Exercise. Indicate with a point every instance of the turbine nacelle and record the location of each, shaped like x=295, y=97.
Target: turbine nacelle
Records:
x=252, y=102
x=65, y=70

Your objective:
Transcribe all of the records above verbatim, reproducing each line without any alteration.

Task answer:
Exercise. Indicate with a point every instance of the turbine nacelle and record the location of each, shaped like x=295, y=97.
Target: turbine nacelle
Records:
x=252, y=102
x=65, y=70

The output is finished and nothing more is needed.